Copy the listing from the line with "of the overcast" up to and including the line with "(1014, 408)", swapping "windshield wiper" for "wiper blade" and keeping everything else the same.
***** Data shown
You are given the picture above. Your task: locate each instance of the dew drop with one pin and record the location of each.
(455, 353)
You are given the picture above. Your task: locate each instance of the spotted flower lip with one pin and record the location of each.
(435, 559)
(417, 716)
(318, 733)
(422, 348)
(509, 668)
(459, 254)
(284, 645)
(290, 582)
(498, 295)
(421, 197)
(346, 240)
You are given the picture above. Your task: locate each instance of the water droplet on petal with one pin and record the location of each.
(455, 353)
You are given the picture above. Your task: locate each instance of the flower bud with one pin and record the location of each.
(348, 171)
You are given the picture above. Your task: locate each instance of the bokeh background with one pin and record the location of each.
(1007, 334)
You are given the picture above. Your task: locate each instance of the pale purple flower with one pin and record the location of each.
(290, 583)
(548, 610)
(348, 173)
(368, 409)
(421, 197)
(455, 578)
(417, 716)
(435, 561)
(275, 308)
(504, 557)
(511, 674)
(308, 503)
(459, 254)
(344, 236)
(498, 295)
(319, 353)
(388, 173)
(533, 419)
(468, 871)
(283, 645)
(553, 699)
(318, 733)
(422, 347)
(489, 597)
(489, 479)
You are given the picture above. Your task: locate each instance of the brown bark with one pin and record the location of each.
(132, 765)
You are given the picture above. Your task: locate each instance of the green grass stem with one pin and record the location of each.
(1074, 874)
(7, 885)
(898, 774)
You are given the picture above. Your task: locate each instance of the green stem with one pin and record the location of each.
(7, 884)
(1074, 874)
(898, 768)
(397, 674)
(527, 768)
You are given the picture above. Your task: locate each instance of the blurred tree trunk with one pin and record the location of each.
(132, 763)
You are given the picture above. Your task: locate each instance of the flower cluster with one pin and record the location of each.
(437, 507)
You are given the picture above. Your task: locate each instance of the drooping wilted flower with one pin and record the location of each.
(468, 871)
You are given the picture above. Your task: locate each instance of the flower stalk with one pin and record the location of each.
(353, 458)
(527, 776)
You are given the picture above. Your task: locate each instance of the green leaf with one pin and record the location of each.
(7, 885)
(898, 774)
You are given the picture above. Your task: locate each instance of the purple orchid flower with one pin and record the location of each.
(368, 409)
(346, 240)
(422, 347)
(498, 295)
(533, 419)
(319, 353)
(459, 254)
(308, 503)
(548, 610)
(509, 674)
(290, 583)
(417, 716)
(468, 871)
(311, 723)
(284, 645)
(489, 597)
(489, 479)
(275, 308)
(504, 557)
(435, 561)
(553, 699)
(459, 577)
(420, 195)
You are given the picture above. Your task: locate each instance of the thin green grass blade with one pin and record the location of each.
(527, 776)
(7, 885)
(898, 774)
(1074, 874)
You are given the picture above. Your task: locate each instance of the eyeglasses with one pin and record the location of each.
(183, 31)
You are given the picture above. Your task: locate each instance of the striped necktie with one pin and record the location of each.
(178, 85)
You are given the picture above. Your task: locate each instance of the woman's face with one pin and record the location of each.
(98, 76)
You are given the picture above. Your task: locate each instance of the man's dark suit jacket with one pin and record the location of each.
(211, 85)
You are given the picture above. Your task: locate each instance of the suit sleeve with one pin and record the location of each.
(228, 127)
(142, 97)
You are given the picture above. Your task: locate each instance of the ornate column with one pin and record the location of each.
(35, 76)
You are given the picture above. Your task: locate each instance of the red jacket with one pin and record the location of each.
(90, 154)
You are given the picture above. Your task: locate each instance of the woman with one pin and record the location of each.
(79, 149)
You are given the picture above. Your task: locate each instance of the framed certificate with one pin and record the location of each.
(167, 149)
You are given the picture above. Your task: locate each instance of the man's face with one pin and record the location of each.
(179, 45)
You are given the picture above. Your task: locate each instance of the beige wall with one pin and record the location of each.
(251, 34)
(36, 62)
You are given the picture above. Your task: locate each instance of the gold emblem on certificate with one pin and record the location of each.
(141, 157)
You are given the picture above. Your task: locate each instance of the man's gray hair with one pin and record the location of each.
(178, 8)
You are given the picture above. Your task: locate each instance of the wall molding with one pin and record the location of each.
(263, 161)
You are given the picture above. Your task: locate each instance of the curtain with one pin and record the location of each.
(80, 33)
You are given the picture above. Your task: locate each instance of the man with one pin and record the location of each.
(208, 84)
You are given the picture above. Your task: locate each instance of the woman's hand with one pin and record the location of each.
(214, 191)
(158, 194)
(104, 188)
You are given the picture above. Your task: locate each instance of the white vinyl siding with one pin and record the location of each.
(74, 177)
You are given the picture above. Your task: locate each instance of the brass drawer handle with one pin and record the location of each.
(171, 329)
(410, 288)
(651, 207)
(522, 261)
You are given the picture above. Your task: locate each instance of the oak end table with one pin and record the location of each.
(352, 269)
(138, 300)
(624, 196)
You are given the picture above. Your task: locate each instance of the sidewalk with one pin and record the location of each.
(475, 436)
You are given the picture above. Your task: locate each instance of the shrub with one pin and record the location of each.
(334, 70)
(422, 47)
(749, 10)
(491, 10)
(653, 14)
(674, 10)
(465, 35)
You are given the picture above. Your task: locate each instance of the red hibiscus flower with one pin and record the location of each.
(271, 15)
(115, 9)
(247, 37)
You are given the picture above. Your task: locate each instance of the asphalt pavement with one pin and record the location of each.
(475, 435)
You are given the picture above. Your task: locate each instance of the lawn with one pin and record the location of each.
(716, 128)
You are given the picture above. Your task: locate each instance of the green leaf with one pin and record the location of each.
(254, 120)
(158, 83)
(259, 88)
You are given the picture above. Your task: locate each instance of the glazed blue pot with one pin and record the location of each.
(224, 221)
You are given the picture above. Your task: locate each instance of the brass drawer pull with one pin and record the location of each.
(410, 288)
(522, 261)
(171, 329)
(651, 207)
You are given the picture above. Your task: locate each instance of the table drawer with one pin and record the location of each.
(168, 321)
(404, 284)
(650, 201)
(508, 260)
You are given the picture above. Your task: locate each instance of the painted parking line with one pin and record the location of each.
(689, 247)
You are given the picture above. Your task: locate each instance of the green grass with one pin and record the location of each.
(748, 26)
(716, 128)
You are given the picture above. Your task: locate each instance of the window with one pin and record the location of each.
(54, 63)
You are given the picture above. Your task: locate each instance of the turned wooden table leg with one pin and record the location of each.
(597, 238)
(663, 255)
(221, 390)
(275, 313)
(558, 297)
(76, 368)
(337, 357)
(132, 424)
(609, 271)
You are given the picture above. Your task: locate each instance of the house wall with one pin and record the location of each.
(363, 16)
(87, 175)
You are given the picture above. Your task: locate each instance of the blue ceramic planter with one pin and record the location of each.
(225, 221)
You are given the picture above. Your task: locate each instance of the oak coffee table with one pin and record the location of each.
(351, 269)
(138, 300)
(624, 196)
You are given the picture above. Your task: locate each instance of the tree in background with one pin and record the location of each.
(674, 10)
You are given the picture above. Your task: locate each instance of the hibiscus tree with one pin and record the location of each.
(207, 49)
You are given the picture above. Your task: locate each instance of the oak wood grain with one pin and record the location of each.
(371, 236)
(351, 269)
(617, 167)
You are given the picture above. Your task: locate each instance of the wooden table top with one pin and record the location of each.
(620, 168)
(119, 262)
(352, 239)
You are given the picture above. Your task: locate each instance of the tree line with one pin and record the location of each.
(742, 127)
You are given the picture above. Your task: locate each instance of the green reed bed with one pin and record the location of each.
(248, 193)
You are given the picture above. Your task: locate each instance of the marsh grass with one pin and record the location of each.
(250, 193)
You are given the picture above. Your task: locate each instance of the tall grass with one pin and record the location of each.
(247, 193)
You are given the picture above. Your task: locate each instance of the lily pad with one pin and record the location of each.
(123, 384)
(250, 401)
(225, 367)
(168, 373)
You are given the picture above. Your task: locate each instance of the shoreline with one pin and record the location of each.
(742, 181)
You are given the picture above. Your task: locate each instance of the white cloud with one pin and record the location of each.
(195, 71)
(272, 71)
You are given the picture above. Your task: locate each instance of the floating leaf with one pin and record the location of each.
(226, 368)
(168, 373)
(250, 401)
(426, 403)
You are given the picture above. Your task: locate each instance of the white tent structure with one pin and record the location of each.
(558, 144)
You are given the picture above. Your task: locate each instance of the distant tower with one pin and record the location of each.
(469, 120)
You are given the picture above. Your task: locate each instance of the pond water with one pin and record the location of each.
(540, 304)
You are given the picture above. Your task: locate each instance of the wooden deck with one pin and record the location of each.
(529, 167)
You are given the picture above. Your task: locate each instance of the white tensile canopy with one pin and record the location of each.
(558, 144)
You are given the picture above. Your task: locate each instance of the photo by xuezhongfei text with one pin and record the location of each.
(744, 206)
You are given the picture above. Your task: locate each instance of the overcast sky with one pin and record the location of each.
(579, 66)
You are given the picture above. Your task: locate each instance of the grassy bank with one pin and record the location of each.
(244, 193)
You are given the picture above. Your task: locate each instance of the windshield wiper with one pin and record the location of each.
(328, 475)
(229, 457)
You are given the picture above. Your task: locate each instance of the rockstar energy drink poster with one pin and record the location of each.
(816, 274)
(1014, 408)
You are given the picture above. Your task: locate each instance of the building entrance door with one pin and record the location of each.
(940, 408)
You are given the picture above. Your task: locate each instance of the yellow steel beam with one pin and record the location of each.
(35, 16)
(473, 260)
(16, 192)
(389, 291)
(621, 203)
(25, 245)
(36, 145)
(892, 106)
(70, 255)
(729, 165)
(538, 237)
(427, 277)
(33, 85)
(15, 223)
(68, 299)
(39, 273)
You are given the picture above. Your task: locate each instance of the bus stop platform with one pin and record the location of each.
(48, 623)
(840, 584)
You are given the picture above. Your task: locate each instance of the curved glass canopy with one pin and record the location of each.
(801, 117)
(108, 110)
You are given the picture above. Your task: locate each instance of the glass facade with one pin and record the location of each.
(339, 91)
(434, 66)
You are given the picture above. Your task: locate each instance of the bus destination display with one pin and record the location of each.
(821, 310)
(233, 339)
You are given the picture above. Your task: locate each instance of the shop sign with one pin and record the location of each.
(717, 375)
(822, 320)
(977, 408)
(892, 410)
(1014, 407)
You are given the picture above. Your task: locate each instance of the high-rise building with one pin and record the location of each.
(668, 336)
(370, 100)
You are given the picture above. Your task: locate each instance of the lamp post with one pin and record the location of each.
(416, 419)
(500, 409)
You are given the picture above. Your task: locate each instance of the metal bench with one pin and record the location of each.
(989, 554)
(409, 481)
**********
# The answer:
You are given the picture above. Your task: locate each instance of the overcast sky with one pin and record the location of each.
(579, 66)
You are given the picture above. Your task: locate each instance of the grassy bank with one pin and record the location of each.
(244, 193)
You are given the picture above. Your task: locate each instance of the wiper blade with one pin and record the location of each.
(328, 475)
(229, 457)
You are given the picture above. Your task: locate each instance of the rockstar energy drink poster with one pin and record the location of each.
(816, 274)
(1014, 408)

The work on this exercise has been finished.